Rewrite the data below, substituting "search phrase" for every "detection query" and leaving all other text unchanged.

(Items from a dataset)
%%
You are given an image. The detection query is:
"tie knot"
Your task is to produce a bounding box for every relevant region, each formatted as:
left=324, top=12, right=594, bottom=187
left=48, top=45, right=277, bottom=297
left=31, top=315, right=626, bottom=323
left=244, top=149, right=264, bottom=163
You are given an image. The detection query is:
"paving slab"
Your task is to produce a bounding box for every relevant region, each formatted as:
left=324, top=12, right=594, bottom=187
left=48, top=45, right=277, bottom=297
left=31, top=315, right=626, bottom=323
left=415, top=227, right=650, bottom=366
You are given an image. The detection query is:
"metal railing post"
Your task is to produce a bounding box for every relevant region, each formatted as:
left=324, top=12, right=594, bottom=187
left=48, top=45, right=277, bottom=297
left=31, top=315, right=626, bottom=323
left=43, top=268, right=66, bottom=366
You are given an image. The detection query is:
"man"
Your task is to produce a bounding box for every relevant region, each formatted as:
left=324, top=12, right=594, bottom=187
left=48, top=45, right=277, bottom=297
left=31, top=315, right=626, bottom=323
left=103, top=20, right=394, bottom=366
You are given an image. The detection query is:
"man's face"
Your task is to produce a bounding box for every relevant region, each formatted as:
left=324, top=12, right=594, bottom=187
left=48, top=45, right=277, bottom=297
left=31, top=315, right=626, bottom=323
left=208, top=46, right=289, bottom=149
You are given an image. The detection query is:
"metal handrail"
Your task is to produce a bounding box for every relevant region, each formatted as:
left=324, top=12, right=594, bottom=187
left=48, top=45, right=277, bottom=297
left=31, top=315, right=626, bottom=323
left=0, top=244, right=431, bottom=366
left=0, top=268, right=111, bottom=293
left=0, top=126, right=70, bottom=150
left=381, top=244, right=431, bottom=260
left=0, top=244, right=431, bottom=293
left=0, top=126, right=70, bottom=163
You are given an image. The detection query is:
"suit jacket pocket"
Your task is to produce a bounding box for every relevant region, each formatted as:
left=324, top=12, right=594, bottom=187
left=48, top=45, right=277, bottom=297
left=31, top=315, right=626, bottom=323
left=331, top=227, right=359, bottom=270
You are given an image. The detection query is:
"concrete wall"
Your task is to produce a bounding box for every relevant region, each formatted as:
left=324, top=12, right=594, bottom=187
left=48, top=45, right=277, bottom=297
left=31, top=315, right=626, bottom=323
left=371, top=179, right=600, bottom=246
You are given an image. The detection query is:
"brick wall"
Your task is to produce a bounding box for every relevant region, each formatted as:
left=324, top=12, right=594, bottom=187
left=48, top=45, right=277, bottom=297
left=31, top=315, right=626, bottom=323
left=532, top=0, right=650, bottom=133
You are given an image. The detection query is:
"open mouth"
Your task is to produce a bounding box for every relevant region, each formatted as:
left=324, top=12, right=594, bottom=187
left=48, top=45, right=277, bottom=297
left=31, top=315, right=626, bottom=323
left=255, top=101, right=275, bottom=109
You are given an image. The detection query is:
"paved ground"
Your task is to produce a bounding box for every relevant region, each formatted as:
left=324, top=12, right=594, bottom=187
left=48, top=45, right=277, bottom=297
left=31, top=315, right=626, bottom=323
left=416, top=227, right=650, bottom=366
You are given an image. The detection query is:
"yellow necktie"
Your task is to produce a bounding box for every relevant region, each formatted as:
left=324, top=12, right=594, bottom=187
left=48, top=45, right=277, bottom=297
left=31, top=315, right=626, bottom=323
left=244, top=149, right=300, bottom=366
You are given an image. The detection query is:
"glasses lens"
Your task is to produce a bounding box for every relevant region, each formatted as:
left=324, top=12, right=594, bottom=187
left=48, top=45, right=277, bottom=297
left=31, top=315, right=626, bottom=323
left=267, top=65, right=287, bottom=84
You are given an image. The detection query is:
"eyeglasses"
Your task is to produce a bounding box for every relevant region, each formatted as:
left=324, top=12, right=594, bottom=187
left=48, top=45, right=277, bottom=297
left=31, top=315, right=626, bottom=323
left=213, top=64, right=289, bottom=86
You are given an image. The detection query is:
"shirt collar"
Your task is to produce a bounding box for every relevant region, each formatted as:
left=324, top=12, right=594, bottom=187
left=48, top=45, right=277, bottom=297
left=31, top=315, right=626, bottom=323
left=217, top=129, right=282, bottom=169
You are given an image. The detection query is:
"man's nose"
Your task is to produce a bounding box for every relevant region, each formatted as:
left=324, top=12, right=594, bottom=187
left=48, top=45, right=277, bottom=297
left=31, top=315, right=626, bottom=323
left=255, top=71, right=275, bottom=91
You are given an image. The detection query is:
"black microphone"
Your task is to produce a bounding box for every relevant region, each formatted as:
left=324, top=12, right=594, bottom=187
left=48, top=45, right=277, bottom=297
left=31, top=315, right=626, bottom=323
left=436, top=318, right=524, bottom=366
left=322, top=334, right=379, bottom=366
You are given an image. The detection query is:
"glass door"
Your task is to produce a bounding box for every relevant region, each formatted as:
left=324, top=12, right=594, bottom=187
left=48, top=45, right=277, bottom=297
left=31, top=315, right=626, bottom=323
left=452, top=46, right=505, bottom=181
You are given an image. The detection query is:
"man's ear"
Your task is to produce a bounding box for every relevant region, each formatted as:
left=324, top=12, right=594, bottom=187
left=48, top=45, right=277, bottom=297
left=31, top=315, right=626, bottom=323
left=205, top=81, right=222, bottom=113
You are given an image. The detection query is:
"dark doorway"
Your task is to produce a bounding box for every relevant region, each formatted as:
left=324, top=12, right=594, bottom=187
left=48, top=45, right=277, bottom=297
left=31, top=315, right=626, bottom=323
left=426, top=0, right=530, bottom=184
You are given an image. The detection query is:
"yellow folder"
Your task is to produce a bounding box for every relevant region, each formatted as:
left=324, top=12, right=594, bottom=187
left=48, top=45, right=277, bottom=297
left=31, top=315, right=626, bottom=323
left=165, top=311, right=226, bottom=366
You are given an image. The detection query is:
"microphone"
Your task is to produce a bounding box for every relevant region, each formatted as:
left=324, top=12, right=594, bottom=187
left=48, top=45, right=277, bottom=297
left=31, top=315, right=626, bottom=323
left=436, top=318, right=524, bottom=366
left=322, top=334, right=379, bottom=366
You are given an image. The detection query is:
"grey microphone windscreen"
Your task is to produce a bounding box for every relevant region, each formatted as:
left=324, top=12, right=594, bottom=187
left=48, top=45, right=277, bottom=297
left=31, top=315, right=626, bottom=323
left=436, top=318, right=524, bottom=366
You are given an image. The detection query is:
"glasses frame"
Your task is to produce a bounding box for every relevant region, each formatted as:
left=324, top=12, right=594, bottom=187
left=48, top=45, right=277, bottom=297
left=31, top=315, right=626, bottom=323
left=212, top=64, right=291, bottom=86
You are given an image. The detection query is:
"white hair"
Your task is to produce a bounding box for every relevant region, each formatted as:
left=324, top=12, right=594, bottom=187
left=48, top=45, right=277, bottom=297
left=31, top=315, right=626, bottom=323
%%
Final result:
You are given an image. The search phrase is:
"tie knot"
Your task is to produce a bounding box for every relevant region, each formatted as:
left=324, top=12, right=594, bottom=187
left=48, top=45, right=277, bottom=297
left=31, top=315, right=626, bottom=323
left=244, top=149, right=264, bottom=163
You are given an image. The search phrase is:
"paving slab"
Your task is to produce a bounding box for every relevant region, each formatted as:
left=324, top=12, right=594, bottom=187
left=48, top=45, right=277, bottom=297
left=31, top=315, right=626, bottom=323
left=415, top=227, right=650, bottom=366
You are given an image. The search phrase is:
"metal railing post"
Your task is to produce a bounding box for every relevant region, each formatted as:
left=324, top=12, right=594, bottom=187
left=48, top=45, right=277, bottom=297
left=31, top=315, right=626, bottom=323
left=43, top=268, right=66, bottom=366
You are given an image. The search phrase is:
"man"
Your task is to produce a bounding box for every relevant region, each formatted as:
left=324, top=12, right=594, bottom=187
left=48, top=45, right=277, bottom=297
left=31, top=315, right=626, bottom=323
left=103, top=20, right=394, bottom=366
You are given an image. The search phrase is:
"man's face"
Your task is to produce a bounding box for every relevant region, each formatted as:
left=324, top=12, right=594, bottom=187
left=48, top=45, right=277, bottom=297
left=31, top=315, right=626, bottom=323
left=208, top=46, right=289, bottom=149
You are given an image. The search phrase is:
"metal handrail"
Your task is to produce a bounding box for every relevant region, each formatted as:
left=324, top=12, right=594, bottom=187
left=48, top=45, right=277, bottom=297
left=31, top=315, right=626, bottom=323
left=0, top=244, right=431, bottom=366
left=0, top=268, right=111, bottom=293
left=0, top=126, right=70, bottom=150
left=381, top=244, right=431, bottom=260
left=0, top=244, right=431, bottom=293
left=0, top=126, right=70, bottom=163
You are given an image. The search phrase is:
"suit jacket pocket"
Your task is to produce a bounding box for every relevant region, each formatted as:
left=324, top=12, right=594, bottom=187
left=48, top=45, right=277, bottom=297
left=31, top=315, right=626, bottom=323
left=331, top=227, right=359, bottom=270
You are given an image. The search phrase is:
"concrete wall"
Your task is to produce a bounding box for every relevant region, each formatted as:
left=324, top=12, right=594, bottom=187
left=48, top=45, right=277, bottom=297
left=31, top=315, right=626, bottom=323
left=371, top=179, right=600, bottom=246
You are given an image. The search phrase is:
"brick wall"
Your task is to produce a bounding box for every relevant region, each formatted as:
left=324, top=12, right=594, bottom=187
left=48, top=45, right=277, bottom=297
left=31, top=315, right=626, bottom=323
left=532, top=0, right=650, bottom=133
You are given an image. The search phrase is:
"open mouth"
Your task is to produce a bounding box for every relevant region, each formatted as:
left=324, top=12, right=594, bottom=187
left=48, top=45, right=277, bottom=297
left=31, top=315, right=626, bottom=323
left=255, top=101, right=275, bottom=109
You are given an image. The search phrase is:
"paved ground"
Your task is to produce a bounding box for every relevant region, each formatted as:
left=324, top=12, right=594, bottom=187
left=48, top=45, right=277, bottom=297
left=31, top=315, right=626, bottom=323
left=416, top=227, right=650, bottom=366
You are given an image. The search phrase is:
"yellow necktie"
Your task is to produce a bounding box for every relevant region, each formatted as:
left=324, top=12, right=594, bottom=187
left=48, top=45, right=277, bottom=297
left=31, top=315, right=626, bottom=323
left=244, top=149, right=300, bottom=366
You are given an image. The search phrase is:
"glasses lens"
Your task is to produce a bounding box for every relevant region, each formatted as:
left=324, top=12, right=594, bottom=187
left=48, top=45, right=277, bottom=297
left=31, top=315, right=626, bottom=323
left=267, top=65, right=287, bottom=84
You are given an image. The search phrase is:
"eyeglasses"
Your task is to produce a bounding box for every relevant region, each formatted as:
left=324, top=12, right=594, bottom=187
left=48, top=45, right=277, bottom=297
left=31, top=315, right=626, bottom=323
left=213, top=64, right=289, bottom=86
You are given an image. The search phrase is:
"shirt collar"
Your task is to produce a bounding box for every relevant region, each formatted as:
left=324, top=12, right=594, bottom=187
left=48, top=45, right=277, bottom=297
left=31, top=315, right=626, bottom=323
left=217, top=129, right=282, bottom=169
You are given an image. The search phrase is:
"man's nose"
Your task is to produce a bounding box for every relevant region, each formatted as:
left=324, top=12, right=594, bottom=187
left=48, top=45, right=277, bottom=297
left=31, top=315, right=626, bottom=323
left=255, top=71, right=275, bottom=91
You are given an image. The search phrase is:
"black microphone"
Your task is to produce a bounding box for every relevant region, each formatted as:
left=324, top=12, right=594, bottom=187
left=48, top=45, right=277, bottom=297
left=31, top=315, right=626, bottom=323
left=436, top=318, right=524, bottom=366
left=322, top=334, right=379, bottom=366
You are given an image. The search phrase is:
"glass door"
Your task is to produce a bounding box for every relevant region, each formatted as:
left=324, top=12, right=594, bottom=187
left=48, top=45, right=277, bottom=297
left=31, top=315, right=626, bottom=323
left=452, top=46, right=505, bottom=181
You are given an image. The search phrase is:
"man's ear"
Your task is to produce a bounding box for every relevant region, each formatted as:
left=324, top=12, right=594, bottom=187
left=48, top=45, right=277, bottom=297
left=31, top=315, right=626, bottom=323
left=205, top=81, right=222, bottom=113
You are given an image. The search phrase is:
"dark doorway"
Your task is to produce a bounding box for every relevant region, each formatted as:
left=324, top=12, right=594, bottom=187
left=48, top=45, right=277, bottom=297
left=31, top=315, right=626, bottom=323
left=426, top=0, right=530, bottom=184
You are given an image. The search phrase is:
"yellow folder"
Your task is to produce a bounding box for every relevant region, each formatted as:
left=324, top=12, right=594, bottom=187
left=48, top=45, right=277, bottom=297
left=31, top=315, right=626, bottom=323
left=165, top=311, right=226, bottom=366
You are given an image. The search phrase is:
"microphone"
Your task is to produce a bounding box for every relevant region, each formatted as:
left=324, top=12, right=594, bottom=187
left=48, top=45, right=277, bottom=297
left=31, top=315, right=626, bottom=323
left=436, top=318, right=524, bottom=366
left=322, top=334, right=379, bottom=366
You are given an image. The search phrase is:
"grey microphone windscreen"
Your task is to produce a bounding box for every relevant region, each formatted as:
left=324, top=12, right=594, bottom=187
left=48, top=45, right=277, bottom=297
left=31, top=315, right=626, bottom=323
left=436, top=318, right=524, bottom=366
You are given an image. The search phrase is:
"glasses frame"
Your task is to produce a bounding box for every relevant region, each formatted as:
left=324, top=12, right=594, bottom=187
left=48, top=45, right=277, bottom=297
left=31, top=315, right=626, bottom=323
left=212, top=64, right=291, bottom=86
You are given an image. The search phrase is:
"white hair"
Your task is to produce a bounding box for every relevant region, each formatted as:
left=324, top=12, right=594, bottom=187
left=48, top=45, right=277, bottom=297
left=31, top=315, right=626, bottom=323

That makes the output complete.